Start of DATA TO USE

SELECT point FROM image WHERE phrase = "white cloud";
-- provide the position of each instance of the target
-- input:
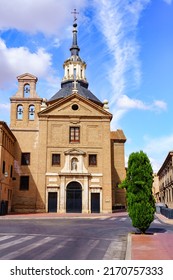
(46, 16)
(157, 149)
(168, 1)
(118, 22)
(15, 61)
(125, 104)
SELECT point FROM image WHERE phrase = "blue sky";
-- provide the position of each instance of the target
(128, 48)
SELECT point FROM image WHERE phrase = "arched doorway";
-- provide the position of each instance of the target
(74, 198)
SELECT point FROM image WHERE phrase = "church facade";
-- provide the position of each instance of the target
(66, 157)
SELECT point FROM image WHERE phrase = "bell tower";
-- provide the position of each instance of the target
(25, 104)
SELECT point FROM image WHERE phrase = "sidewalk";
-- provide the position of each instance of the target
(25, 216)
(157, 246)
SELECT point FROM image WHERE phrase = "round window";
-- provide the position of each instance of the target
(75, 107)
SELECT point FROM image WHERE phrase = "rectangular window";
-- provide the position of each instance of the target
(55, 159)
(24, 183)
(25, 159)
(92, 160)
(74, 134)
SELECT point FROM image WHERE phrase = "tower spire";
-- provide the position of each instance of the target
(74, 48)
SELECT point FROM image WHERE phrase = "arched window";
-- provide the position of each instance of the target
(26, 90)
(74, 164)
(20, 112)
(31, 115)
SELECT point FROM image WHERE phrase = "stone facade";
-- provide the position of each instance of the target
(7, 142)
(165, 175)
(66, 157)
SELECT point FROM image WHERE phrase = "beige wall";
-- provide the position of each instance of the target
(7, 141)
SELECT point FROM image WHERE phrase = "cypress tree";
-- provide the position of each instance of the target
(138, 184)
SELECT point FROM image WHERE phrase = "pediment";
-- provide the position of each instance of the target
(64, 107)
(74, 151)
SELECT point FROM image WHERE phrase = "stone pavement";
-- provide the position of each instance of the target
(157, 246)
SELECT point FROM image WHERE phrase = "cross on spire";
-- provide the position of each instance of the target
(75, 13)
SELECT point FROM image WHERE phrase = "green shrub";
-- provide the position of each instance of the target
(138, 184)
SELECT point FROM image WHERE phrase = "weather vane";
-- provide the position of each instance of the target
(75, 13)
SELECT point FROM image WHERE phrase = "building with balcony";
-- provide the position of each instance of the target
(165, 175)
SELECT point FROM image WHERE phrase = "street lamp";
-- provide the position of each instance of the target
(5, 175)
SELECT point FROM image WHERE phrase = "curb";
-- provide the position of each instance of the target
(129, 247)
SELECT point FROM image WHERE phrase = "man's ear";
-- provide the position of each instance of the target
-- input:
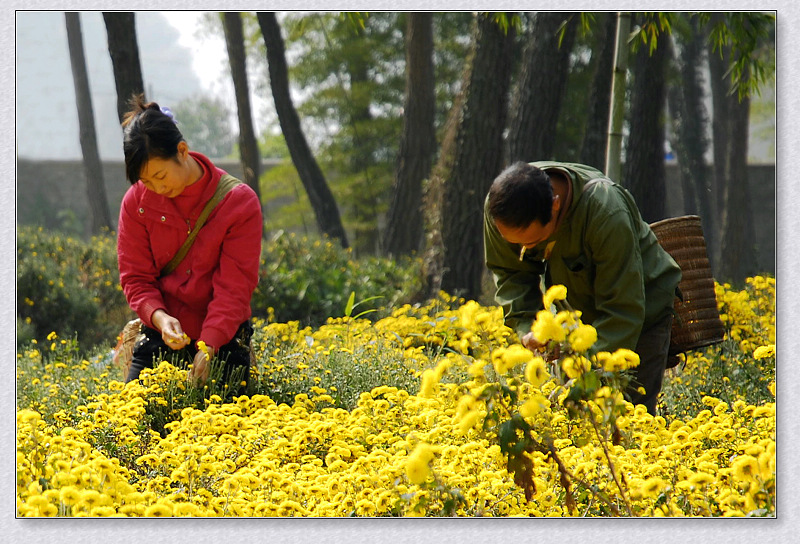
(556, 205)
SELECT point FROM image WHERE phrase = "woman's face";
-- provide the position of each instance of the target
(168, 177)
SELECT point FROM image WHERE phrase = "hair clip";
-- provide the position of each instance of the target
(168, 112)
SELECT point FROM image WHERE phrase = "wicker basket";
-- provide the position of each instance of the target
(697, 323)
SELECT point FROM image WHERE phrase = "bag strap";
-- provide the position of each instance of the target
(226, 183)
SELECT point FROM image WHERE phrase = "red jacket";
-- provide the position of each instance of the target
(210, 291)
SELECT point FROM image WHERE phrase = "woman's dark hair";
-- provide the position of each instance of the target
(148, 133)
(520, 195)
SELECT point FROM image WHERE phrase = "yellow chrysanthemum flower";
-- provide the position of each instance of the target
(573, 367)
(534, 405)
(545, 328)
(418, 464)
(762, 352)
(556, 292)
(536, 372)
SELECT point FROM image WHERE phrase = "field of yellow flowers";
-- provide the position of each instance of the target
(431, 411)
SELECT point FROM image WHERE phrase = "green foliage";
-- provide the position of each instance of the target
(68, 286)
(310, 281)
(71, 287)
(54, 379)
(344, 375)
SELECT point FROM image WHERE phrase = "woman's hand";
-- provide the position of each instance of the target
(198, 372)
(171, 330)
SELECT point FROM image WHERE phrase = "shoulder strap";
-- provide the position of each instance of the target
(226, 183)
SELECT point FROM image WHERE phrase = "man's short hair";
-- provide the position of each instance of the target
(520, 195)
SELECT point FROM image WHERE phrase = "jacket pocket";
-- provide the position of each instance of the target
(576, 264)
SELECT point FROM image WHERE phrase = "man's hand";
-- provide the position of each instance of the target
(171, 330)
(198, 373)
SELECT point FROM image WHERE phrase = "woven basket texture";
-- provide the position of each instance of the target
(697, 323)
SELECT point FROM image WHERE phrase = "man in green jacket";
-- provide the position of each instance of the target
(551, 223)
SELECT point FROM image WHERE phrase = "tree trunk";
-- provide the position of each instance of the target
(645, 176)
(616, 115)
(362, 161)
(735, 254)
(124, 51)
(404, 223)
(593, 148)
(739, 256)
(93, 169)
(319, 194)
(540, 87)
(721, 136)
(248, 144)
(690, 121)
(476, 155)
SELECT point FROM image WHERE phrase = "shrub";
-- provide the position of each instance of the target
(68, 286)
(311, 280)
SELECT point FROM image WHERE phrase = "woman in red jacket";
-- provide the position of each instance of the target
(207, 297)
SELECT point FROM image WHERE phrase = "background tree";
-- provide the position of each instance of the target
(644, 172)
(541, 86)
(93, 169)
(404, 222)
(319, 194)
(690, 121)
(471, 158)
(735, 63)
(205, 122)
(616, 115)
(237, 57)
(595, 137)
(124, 51)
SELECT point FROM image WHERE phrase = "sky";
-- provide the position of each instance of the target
(178, 62)
(208, 52)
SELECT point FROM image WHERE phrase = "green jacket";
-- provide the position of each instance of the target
(611, 263)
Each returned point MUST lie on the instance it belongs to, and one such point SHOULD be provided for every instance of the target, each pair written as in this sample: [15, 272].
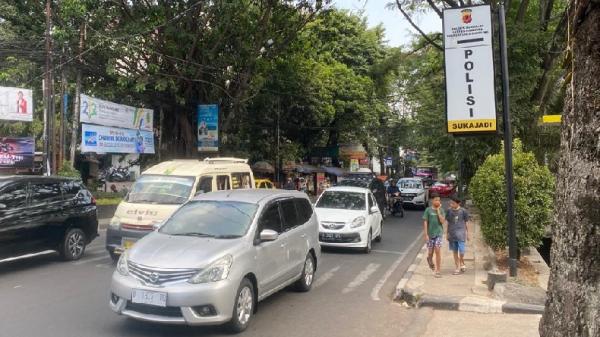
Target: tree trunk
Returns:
[573, 302]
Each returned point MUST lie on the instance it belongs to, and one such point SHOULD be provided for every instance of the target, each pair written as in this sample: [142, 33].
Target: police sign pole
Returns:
[510, 200]
[470, 89]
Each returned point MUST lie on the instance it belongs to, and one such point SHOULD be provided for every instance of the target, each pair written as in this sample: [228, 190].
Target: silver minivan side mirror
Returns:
[156, 226]
[268, 235]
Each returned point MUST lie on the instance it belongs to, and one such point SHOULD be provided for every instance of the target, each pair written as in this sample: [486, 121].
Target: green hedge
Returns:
[534, 190]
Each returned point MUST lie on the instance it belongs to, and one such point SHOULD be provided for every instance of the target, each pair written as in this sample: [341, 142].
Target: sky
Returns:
[397, 29]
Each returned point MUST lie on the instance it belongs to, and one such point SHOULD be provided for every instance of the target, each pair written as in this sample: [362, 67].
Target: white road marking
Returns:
[27, 256]
[389, 272]
[388, 252]
[361, 278]
[326, 277]
[83, 261]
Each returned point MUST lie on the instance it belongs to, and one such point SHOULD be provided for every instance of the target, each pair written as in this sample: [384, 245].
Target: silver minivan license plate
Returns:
[149, 297]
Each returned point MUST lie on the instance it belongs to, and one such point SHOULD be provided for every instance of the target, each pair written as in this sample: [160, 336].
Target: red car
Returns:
[441, 189]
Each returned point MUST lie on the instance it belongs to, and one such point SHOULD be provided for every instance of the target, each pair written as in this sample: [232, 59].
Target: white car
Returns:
[413, 192]
[349, 217]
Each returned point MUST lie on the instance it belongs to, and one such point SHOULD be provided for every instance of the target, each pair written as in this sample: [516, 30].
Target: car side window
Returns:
[290, 216]
[270, 218]
[304, 210]
[205, 185]
[44, 193]
[14, 196]
[223, 183]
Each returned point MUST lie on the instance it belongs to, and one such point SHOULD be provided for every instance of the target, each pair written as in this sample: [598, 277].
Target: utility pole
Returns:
[76, 103]
[510, 191]
[48, 100]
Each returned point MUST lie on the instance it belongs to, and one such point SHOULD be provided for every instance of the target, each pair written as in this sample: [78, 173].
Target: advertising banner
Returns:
[469, 64]
[101, 139]
[96, 111]
[208, 128]
[16, 104]
[16, 152]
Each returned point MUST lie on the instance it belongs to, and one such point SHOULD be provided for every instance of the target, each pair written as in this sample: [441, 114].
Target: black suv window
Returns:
[42, 193]
[70, 188]
[270, 218]
[304, 210]
[14, 196]
[290, 218]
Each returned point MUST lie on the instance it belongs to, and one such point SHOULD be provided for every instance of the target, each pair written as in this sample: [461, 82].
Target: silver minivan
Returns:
[217, 256]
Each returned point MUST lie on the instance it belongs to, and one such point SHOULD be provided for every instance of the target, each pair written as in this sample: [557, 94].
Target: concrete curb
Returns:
[402, 292]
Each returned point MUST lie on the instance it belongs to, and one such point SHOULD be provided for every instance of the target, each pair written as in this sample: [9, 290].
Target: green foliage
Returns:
[534, 188]
[67, 171]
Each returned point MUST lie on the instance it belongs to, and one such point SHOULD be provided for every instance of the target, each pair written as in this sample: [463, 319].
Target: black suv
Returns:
[41, 213]
[368, 181]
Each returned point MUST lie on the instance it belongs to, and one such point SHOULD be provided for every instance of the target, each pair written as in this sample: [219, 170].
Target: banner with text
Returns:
[469, 63]
[96, 111]
[16, 104]
[16, 152]
[101, 139]
[208, 128]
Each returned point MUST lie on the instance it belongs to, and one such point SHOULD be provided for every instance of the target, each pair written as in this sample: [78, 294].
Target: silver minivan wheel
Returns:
[308, 274]
[243, 308]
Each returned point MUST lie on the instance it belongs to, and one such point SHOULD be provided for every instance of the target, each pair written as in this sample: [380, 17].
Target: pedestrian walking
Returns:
[433, 222]
[457, 233]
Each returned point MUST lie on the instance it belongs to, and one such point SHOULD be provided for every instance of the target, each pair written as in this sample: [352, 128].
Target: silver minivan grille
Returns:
[156, 276]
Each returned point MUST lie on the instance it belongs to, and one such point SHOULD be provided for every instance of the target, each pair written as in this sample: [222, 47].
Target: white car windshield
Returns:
[219, 219]
[410, 184]
[342, 200]
[158, 189]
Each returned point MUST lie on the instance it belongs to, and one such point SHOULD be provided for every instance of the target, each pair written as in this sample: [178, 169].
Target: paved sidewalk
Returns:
[468, 291]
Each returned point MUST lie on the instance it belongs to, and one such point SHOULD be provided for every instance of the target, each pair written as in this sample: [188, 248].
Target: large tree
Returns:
[573, 302]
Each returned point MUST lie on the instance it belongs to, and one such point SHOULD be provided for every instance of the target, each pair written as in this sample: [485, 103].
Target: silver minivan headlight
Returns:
[217, 271]
[122, 267]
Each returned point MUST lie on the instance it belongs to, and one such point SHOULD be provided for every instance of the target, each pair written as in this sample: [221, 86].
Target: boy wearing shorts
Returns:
[457, 233]
[433, 220]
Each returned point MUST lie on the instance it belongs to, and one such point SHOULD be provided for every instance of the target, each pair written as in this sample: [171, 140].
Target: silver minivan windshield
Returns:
[204, 218]
[161, 189]
[342, 200]
[410, 183]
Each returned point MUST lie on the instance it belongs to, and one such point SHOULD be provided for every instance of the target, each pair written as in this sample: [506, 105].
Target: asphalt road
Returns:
[352, 295]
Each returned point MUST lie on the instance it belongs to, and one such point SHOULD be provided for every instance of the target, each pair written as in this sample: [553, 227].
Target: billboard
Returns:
[208, 128]
[469, 66]
[16, 152]
[101, 139]
[96, 111]
[16, 104]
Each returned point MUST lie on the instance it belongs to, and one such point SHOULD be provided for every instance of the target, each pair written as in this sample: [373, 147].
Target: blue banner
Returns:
[102, 139]
[16, 152]
[208, 128]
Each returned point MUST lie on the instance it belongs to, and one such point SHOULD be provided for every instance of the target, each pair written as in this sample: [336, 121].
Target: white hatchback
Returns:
[349, 217]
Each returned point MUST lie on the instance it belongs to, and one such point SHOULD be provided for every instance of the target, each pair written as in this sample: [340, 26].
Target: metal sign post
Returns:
[510, 216]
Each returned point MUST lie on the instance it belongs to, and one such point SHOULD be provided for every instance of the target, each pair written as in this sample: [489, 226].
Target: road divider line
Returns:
[361, 278]
[388, 252]
[84, 261]
[326, 276]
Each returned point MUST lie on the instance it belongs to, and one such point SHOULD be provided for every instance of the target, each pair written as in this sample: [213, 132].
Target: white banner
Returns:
[469, 62]
[97, 111]
[101, 139]
[16, 104]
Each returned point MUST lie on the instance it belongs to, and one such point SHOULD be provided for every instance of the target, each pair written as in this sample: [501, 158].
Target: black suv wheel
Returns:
[73, 244]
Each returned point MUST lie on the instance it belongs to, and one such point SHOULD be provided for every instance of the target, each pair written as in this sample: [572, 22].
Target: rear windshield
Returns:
[342, 200]
[219, 219]
[158, 189]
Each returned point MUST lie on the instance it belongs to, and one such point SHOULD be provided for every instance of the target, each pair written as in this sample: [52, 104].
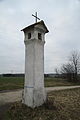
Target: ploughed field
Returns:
[61, 105]
[11, 83]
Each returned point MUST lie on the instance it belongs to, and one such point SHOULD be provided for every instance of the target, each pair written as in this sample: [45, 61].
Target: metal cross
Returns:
[36, 18]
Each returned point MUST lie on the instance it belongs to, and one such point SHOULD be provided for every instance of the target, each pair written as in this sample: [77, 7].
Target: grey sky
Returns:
[62, 17]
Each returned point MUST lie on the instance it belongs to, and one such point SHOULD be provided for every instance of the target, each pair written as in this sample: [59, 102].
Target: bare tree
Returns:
[57, 72]
[72, 68]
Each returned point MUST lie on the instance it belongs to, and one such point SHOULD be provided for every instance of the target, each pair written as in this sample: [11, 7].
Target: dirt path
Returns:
[13, 96]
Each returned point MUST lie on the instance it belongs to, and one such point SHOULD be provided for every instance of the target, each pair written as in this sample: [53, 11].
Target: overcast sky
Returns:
[62, 17]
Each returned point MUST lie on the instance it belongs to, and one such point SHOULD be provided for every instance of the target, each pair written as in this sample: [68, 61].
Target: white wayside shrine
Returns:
[34, 92]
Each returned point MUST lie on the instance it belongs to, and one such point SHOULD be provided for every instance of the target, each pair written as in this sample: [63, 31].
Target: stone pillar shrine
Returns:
[34, 92]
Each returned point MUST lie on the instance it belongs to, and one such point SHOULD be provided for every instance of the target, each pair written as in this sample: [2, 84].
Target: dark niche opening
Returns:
[29, 35]
[39, 36]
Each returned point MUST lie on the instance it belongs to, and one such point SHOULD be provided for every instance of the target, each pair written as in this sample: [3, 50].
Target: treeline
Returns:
[12, 75]
[71, 69]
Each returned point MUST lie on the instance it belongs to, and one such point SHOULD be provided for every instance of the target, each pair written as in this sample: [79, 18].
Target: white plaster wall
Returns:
[34, 92]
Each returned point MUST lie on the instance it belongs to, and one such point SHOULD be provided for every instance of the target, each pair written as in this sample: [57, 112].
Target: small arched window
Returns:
[29, 35]
[39, 36]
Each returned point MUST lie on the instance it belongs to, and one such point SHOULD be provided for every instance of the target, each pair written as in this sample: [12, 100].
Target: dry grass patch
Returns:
[61, 105]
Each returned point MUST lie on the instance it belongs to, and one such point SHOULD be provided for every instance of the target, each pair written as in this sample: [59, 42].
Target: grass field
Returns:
[61, 105]
[10, 83]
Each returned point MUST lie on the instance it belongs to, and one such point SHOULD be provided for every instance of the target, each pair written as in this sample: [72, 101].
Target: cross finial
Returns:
[36, 18]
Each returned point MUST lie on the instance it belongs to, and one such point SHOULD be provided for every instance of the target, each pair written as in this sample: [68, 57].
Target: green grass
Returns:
[61, 105]
[10, 83]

End of DATA TO USE

» WORK REQUIRED
Spot the lines above that mention "tower" and copy them.

» WRITTEN RESPONSE
SELECT point FROM image WHERE phrase = "bell tower";
SELECT point FROM image WHERE phrase = "tower spire";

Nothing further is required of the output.